▸ **Problem details**: Reproduce the material verbatim from its beginning up to and including the line containing "positive clicks: (516, 798)". Leave out any pictures.

*** Block opens ***

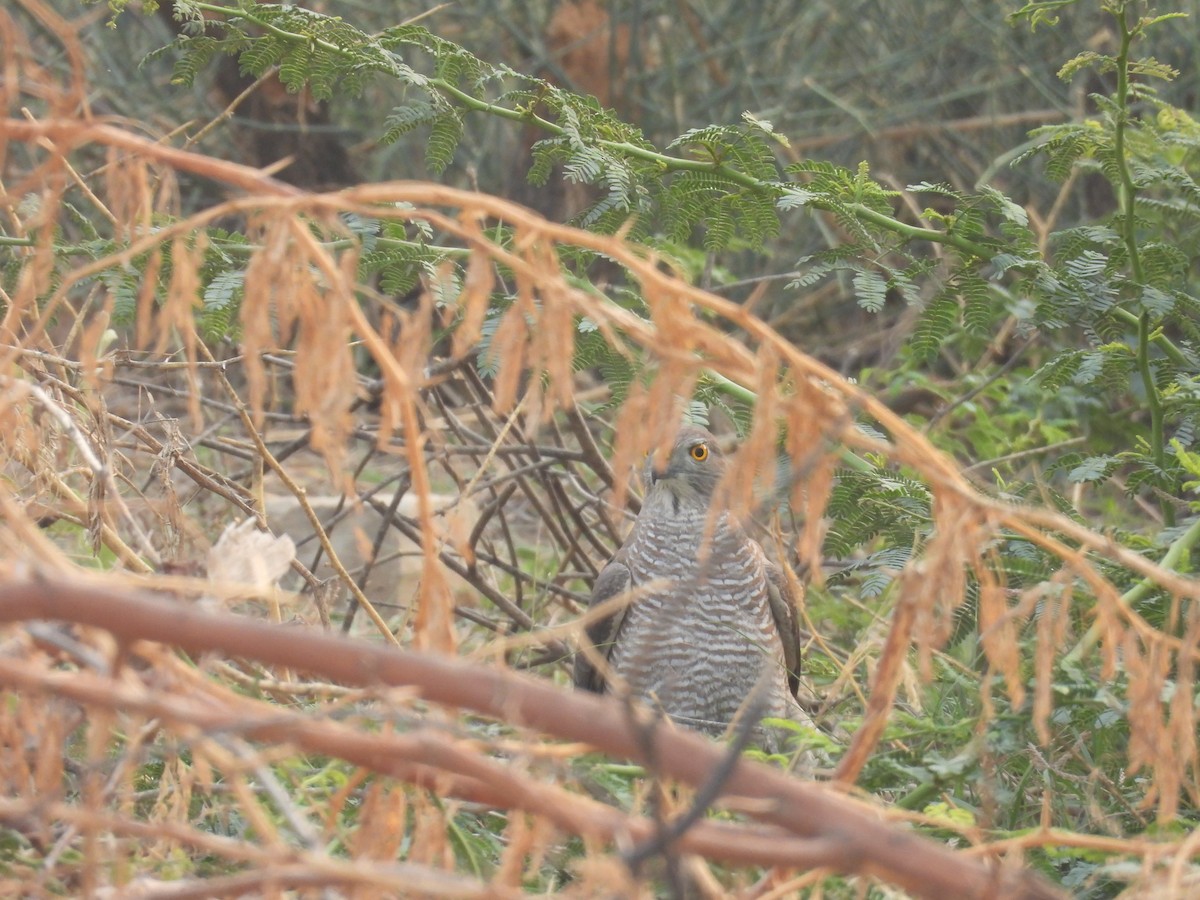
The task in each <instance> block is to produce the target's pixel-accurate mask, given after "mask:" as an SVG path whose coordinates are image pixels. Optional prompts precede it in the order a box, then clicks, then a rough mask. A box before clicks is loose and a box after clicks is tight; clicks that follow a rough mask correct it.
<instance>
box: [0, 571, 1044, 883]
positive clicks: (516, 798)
mask: <svg viewBox="0 0 1200 900" xmlns="http://www.w3.org/2000/svg"><path fill="white" fill-rule="evenodd" d="M0 619H2V620H5V622H10V623H11V622H19V620H24V619H54V620H61V622H73V623H78V624H86V625H91V626H95V628H103V629H104V630H107V631H109V632H110V634H113V636H114V637H116V638H118V641H121V642H132V641H139V640H145V641H156V642H161V643H166V644H169V646H175V647H179V648H181V649H185V650H188V652H191V653H205V652H220V653H223V654H228V655H232V656H242V658H248V659H256V660H258V661H262V662H266V664H270V665H274V666H280V667H288V668H296V670H305V671H308V672H312V673H316V674H320V676H322V677H324V678H326V679H331V680H337V682H341V683H346V684H360V685H390V686H415V688H418V689H419V690H420V694H421V696H422V697H424V698H425V700H427V701H431V702H434V703H440V704H444V706H448V707H456V708H467V709H472V710H475V712H478V713H481V714H485V715H491V716H494V718H498V719H503V720H505V721H509V722H512V724H516V725H521V726H524V727H530V728H535V730H539V731H542V732H545V733H548V734H553V736H556V737H560V738H565V739H569V740H578V742H583V743H587V744H589V745H592V746H595V748H598V749H600V750H604V751H606V752H610V754H613V755H616V756H620V757H624V758H630V760H635V761H646V756H644V750H643V745H642V742H641V740H640V739H638V734H637V733H636V732H637V728H635V727H634V726H632V725H631V722H630V721H629V719H628V716H626V713H625V709H624V708H623V706H622V703H620V702H619V701H617V700H613V698H604V697H594V696H583V695H578V694H570V692H565V691H562V690H559V689H557V688H553V686H551V685H548V684H546V683H544V682H539V680H535V679H530V678H528V677H523V676H518V674H514V673H511V672H505V671H503V670H496V668H485V667H480V666H474V665H469V664H466V662H462V661H460V660H456V659H452V658H448V656H440V655H432V654H418V653H406V652H402V650H395V649H389V648H384V647H379V646H374V644H364V643H361V642H347V641H344V640H341V638H337V637H330V636H326V635H320V634H314V632H311V631H295V630H281V629H278V628H275V626H270V625H268V624H264V623H260V622H254V620H247V619H242V618H238V617H218V616H210V614H205V613H202V612H199V611H197V610H196V608H190V607H181V606H179V605H176V604H170V602H166V601H162V600H156V599H152V598H149V596H139V595H136V594H134V593H132V592H125V593H121V594H116V593H114V592H112V590H108V589H106V588H97V587H92V586H88V584H84V583H76V584H70V583H65V582H49V581H43V580H25V581H10V582H8V583H6V584H5V586H4V587H2V588H0ZM0 672H4V676H2V677H4V678H5V680H10V682H11V680H16V679H18V678H20V673H22V668H20V667H19V666H18V667H10V666H4V667H2V668H0ZM85 685H86V683H85V682H83V680H82V679H79V678H64V679H62V682H61V683H60V684H59V685H58V688H59V689H60V690H64V691H71V690H82V689H83V688H84V686H85ZM24 686H26V688H29V686H32V685H30V684H26V685H24ZM131 700H132V698H131ZM161 712H162V713H163V714H169V713H168V710H166V709H163V710H161ZM208 725H209V727H211V726H212V722H209V724H208ZM289 725H290V727H288V726H282V727H278V730H277V731H275V730H274V728H272V726H271V725H260V726H258V730H259V737H266V736H264V734H262V731H260V730H262V728H271V733H270V734H269V736H270V737H274V738H275V739H280V738H284V737H288V738H290V737H292V734H293V733H294V732H295V728H296V726H298V724H296V722H290V724H289ZM244 727H253V726H252V725H248V726H244ZM396 739H397V740H400V738H396ZM653 740H654V749H655V756H656V763H658V766H659V770H660V772H661V773H662V774H664V775H665V776H668V778H672V779H676V780H679V781H682V782H684V784H689V785H692V786H700V785H702V784H704V782H706V780H707V779H708V776H709V774H710V772H712V770H713V768H714V767H715V766H718V764H719V763H720V760H721V750H720V748H716V746H713V745H712V744H709V743H708V742H706V740H704V739H703V738H700V737H697V736H695V734H689V733H684V732H680V731H673V730H670V728H666V727H662V726H658V727H655V728H654V737H653ZM406 743H407V744H408V745H409V748H410V749H409V752H408V754H407V755H406V756H407V757H408V758H409V760H419V761H420V762H422V763H424V764H425V766H437V767H444V766H448V764H450V766H454V764H461V766H463V767H464V768H476V772H478V770H479V769H478V767H479V766H484V767H485V768H490V767H488V766H487V764H486V763H484V762H482V761H480V760H478V757H474V756H470V757H467V756H464V755H458V758H457V760H456V761H455V760H452V758H450V757H452V756H454V755H452V754H451V751H450V748H446V746H444V745H443V746H438V748H437V749H436V752H431V748H428V745H427V744H426V745H425V746H422V743H424V742H422V740H421V738H409V739H407V742H406ZM460 774H468V773H460ZM470 775H472V776H473V778H476V779H479V780H480V781H484V782H485V784H486V780H485V779H480V778H479V775H476V774H475V773H470ZM436 778H437V776H434V779H436ZM490 786H491V787H492V788H493V790H496V788H500V790H503V786H502V785H496V784H492V785H490ZM724 796H725V797H730V798H738V800H739V802H743V803H744V802H745V800H752V802H754V800H756V802H758V803H760V804H761V805H760V806H757V808H751V815H752V816H754V817H756V818H761V820H762V821H764V822H768V823H770V824H774V826H778V827H781V828H785V829H787V830H788V832H792V833H793V834H796V835H799V836H802V838H808V839H816V840H818V841H822V842H823V844H824V848H826V850H832V851H833V857H832V858H827V859H824V860H823V863H824V864H829V865H833V866H834V868H836V869H839V870H841V871H848V872H859V874H864V875H872V876H876V877H881V878H884V880H888V881H892V882H893V883H896V884H899V886H901V887H904V888H905V889H907V890H910V892H912V893H913V894H916V895H919V896H930V898H938V896H961V898H971V896H978V898H986V896H1013V898H1018V896H1028V898H1050V896H1057V894H1056V893H1055V892H1054V890H1051V889H1050V888H1049V887H1046V886H1044V884H1042V883H1040V882H1038V881H1037V880H1034V878H1033V877H1032V876H1030V875H1028V874H1026V872H1022V871H1020V870H1013V869H1010V868H1008V866H1004V865H1003V864H1000V865H982V864H979V863H976V862H968V860H967V859H966V858H965V857H964V856H961V854H959V853H954V852H952V851H949V850H946V848H943V847H940V846H937V845H935V844H931V842H929V841H925V840H923V839H920V838H917V836H914V835H911V834H906V833H904V832H899V830H895V829H894V828H889V827H888V826H887V824H884V823H882V822H881V821H880V820H878V818H877V817H876V816H875V815H871V814H869V812H868V811H865V810H863V809H859V808H857V804H853V803H852V802H851V800H850V799H848V798H846V797H842V796H838V794H835V793H833V792H830V791H828V790H826V788H821V787H818V786H815V785H806V784H803V782H799V781H796V780H793V779H788V778H787V776H785V775H782V774H780V773H778V772H775V770H773V769H769V768H766V767H763V766H760V764H755V763H751V762H748V761H743V762H739V763H738V764H737V767H736V768H734V769H733V772H732V773H731V775H730V778H728V780H727V782H726V790H725V792H724ZM506 799H508V802H509V803H510V804H512V805H518V803H517V800H518V799H521V798H520V797H516V796H512V794H510V796H509V797H508V798H506ZM581 830H582V828H581ZM818 846H821V845H818ZM805 862H811V857H810V858H808V859H806V860H805Z"/></svg>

*** Block closes ***

▸ **Response**:
The task in each <instance> block is to produce the target's pixel-accurate mask, given after "mask:" as an SVG path whose coordinates are image pixels. Optional prompts precede it in the order a box, then clicks, then a rough mask. A box before clicks is loose and a box after clicks is tight; clicks that follow a rough mask correct it.
<instance>
box: [0, 571, 1044, 883]
positive clicks: (516, 798)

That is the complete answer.